◆ PASSAGE PROVIDED
# The Mastiffs at the river this eve



## Lisa_j (Apr 7, 2011)

Cami
















SHe puts her head under all of the time, crazy dog!


----------



## AdrianVall (Aug 26, 2010)

WOOOO HOOOO! Now I just LOVE LOVE LOVE these pictures! As you know, I've got a soft spot for mastiffs!   
They look like they are having so much fun. Great pictures and thanks for sharing!


----------



## luvMyBRT (Mar 8, 2010)

What great pics.! I love the ones of Cami with her head underwater! They look like they are having a great time. Thanks for sharing!


----------



## catahoulamom (Sep 23, 2010)

The pictures of Cami with her head under the water are hilarious!


----------



## Herzo (Feb 5, 2011)

Shes too funny. Love the life vest.


----------



## magicre (Apr 7, 2010)

how come only one got a life vest? LOL

that is very cool....i love mastiffs.


----------



## Onyxmom2 (Jan 10, 2011)

◆ RECORD SET
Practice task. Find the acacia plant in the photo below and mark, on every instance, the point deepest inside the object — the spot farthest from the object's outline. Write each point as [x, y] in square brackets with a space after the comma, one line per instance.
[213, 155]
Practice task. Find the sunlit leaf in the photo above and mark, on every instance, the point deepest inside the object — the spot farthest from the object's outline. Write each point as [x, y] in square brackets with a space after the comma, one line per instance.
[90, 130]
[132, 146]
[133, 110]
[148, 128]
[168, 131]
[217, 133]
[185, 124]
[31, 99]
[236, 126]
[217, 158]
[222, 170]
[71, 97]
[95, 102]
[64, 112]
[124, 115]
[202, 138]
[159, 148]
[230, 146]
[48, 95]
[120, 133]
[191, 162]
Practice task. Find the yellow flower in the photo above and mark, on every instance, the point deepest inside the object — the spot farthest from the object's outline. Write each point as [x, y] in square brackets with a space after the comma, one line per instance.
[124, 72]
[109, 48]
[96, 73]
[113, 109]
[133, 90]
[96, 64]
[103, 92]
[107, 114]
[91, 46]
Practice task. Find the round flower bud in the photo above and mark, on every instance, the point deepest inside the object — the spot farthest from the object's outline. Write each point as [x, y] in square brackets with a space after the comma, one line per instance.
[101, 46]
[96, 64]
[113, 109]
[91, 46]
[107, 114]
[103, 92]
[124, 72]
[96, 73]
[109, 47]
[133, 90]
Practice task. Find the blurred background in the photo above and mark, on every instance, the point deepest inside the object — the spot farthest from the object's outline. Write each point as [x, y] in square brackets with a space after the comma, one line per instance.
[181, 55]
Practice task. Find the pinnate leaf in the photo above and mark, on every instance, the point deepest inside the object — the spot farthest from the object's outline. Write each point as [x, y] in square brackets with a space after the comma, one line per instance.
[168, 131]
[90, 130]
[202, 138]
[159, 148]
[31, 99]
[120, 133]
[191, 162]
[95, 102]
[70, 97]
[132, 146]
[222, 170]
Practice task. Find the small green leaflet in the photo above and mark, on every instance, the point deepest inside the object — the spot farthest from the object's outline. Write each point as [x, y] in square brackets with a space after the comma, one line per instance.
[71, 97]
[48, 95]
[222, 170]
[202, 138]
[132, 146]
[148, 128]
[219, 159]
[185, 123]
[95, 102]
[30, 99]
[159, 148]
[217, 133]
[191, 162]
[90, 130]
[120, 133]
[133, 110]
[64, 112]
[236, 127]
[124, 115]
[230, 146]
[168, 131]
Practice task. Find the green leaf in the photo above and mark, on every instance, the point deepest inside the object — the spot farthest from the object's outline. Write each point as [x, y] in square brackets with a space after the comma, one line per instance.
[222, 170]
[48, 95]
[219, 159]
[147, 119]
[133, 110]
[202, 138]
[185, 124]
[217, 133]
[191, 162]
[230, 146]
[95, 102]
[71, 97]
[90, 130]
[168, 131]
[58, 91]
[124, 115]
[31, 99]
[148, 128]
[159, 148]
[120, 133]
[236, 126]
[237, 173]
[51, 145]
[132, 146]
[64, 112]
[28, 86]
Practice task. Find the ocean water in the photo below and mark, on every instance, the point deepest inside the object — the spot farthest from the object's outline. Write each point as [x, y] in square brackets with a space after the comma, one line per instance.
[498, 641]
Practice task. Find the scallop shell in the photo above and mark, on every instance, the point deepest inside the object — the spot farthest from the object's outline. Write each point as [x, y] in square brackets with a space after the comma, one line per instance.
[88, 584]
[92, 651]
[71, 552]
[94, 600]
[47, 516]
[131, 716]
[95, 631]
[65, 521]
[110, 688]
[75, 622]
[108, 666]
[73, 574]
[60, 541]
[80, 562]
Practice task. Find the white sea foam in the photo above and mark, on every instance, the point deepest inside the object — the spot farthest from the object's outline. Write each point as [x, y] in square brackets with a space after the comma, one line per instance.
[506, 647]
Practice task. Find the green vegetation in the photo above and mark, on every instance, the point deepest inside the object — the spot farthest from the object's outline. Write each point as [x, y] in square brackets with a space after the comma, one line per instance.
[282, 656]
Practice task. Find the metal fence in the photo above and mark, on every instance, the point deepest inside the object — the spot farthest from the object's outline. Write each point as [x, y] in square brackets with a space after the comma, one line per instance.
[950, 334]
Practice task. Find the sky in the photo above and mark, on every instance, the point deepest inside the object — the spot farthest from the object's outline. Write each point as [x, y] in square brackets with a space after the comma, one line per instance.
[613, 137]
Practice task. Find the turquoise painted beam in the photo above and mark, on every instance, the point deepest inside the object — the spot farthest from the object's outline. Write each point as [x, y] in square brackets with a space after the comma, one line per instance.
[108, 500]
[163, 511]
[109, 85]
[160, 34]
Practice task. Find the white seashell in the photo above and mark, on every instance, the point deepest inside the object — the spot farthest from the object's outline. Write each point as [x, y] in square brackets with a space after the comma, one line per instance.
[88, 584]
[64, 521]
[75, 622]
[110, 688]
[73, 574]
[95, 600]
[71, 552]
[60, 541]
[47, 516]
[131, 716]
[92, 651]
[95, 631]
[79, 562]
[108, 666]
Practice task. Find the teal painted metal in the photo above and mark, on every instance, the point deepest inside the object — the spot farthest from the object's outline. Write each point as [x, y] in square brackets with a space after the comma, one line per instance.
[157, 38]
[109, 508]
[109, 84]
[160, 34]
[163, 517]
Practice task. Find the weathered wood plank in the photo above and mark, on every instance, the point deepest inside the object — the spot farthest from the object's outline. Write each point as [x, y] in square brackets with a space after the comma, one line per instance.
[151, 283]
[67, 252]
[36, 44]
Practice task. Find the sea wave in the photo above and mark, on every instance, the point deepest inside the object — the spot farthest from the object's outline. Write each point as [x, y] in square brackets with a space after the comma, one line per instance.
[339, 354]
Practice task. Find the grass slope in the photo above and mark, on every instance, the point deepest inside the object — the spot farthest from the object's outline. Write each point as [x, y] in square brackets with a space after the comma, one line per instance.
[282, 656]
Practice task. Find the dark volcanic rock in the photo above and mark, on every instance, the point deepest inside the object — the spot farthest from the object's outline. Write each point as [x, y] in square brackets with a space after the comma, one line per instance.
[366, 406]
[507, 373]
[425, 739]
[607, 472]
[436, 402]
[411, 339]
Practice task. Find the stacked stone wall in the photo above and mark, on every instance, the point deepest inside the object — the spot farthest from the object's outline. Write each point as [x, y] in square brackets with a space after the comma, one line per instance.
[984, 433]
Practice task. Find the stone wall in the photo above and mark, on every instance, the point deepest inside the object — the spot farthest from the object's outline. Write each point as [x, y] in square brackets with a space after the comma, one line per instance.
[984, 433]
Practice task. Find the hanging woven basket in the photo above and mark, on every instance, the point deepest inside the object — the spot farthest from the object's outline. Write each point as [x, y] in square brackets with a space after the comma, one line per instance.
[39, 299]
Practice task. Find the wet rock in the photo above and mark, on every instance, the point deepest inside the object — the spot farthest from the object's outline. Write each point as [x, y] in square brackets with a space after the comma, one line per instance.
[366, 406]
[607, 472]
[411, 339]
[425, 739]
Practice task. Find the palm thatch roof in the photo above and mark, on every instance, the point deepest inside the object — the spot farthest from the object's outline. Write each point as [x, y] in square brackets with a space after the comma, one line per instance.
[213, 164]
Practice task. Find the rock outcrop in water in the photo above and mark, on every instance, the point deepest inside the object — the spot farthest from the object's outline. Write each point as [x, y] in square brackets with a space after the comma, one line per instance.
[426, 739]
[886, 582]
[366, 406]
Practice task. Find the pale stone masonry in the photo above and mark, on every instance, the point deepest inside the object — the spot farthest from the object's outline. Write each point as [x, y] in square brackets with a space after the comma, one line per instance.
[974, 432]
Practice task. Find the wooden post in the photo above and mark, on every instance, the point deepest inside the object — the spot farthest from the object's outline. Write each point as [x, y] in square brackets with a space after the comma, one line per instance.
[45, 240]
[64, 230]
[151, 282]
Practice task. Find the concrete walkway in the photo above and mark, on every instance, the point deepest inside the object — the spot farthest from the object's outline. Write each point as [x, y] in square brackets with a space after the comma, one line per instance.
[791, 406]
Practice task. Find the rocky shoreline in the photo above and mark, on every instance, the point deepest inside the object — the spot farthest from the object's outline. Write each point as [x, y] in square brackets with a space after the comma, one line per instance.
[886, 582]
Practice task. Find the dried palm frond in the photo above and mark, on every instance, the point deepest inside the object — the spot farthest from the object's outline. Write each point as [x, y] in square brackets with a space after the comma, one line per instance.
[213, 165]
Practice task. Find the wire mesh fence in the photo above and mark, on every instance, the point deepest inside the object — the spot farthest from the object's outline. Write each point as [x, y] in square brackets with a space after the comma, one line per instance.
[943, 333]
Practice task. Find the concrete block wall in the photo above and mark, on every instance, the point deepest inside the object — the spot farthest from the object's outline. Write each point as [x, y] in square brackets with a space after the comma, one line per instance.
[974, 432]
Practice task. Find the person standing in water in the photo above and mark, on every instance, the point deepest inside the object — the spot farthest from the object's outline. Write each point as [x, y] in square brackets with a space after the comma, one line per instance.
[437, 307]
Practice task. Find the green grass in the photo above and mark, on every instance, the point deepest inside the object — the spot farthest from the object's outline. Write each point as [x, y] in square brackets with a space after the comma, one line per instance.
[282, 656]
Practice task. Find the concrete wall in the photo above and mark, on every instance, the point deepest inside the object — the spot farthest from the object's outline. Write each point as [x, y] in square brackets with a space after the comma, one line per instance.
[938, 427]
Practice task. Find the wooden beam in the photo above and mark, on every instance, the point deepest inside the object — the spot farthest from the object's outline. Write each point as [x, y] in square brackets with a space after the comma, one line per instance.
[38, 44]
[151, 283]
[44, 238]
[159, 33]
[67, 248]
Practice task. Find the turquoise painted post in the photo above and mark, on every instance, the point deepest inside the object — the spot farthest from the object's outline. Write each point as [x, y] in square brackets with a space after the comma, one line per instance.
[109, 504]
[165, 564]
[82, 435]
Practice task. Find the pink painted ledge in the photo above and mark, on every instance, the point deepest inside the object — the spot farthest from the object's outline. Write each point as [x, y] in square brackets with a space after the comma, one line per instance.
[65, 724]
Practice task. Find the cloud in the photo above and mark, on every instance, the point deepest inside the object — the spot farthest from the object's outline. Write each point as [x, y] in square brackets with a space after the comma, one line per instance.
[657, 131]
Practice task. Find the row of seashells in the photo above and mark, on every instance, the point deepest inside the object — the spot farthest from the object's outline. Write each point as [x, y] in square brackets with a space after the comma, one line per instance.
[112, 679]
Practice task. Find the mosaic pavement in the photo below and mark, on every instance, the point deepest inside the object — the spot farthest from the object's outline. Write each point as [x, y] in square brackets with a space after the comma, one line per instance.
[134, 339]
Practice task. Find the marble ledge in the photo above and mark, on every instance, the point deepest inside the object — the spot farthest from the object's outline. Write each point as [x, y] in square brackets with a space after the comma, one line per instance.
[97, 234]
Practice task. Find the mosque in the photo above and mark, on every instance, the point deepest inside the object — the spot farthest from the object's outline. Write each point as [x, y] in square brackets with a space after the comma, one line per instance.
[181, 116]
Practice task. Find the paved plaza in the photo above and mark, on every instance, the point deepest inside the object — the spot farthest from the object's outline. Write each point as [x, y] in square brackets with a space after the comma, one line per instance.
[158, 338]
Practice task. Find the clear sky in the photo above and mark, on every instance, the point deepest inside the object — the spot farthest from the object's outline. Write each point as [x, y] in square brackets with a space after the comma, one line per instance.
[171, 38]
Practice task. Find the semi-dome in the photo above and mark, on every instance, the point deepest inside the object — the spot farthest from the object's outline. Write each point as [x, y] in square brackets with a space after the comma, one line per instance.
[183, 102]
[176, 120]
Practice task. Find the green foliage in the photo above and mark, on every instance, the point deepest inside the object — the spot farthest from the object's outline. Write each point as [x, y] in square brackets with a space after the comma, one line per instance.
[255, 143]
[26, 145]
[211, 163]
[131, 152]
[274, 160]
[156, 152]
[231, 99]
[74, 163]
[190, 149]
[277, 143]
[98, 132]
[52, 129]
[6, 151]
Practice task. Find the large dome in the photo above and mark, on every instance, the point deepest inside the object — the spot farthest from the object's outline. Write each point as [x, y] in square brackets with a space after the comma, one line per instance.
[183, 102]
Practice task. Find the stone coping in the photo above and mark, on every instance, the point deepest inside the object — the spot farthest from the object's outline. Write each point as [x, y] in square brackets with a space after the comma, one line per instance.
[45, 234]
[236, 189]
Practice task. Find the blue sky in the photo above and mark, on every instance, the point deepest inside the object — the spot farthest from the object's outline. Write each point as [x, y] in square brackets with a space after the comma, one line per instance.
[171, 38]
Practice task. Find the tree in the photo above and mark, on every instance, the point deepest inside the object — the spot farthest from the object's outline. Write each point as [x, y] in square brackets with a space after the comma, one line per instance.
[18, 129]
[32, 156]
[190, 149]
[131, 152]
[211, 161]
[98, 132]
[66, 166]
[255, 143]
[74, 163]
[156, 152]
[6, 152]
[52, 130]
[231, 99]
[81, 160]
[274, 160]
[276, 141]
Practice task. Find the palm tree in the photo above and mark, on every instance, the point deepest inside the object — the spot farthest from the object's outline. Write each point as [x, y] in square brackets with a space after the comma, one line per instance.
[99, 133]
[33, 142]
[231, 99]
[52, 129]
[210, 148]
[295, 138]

◆ WHAT IS NEEDED
Carry on the forum thread about the mastiffs at the river from the point where it stops. The data has no role in this exercise.

◆ RESULT OF THIS TASK
They sure are beautiful!! Love the pics, thanks for sharing!


----------



## Lisa_j (Apr 7, 2011)

magicre said:


> how come only one got a life vest? LOL
> 
> that is very cool....i love mastiffs.


Because I only have one life vest, LOL! She was the only one that really swam, she was limping a while back, limp is gone but I want her to swim several days a week to strengthen that leg more. Titus just dumbs around at the shore line anyhow!


----------



## Janet At Nutro (Mar 11, 2011)

I had know idea that Mastiffs would enjoy the water so much. You took some great pictures!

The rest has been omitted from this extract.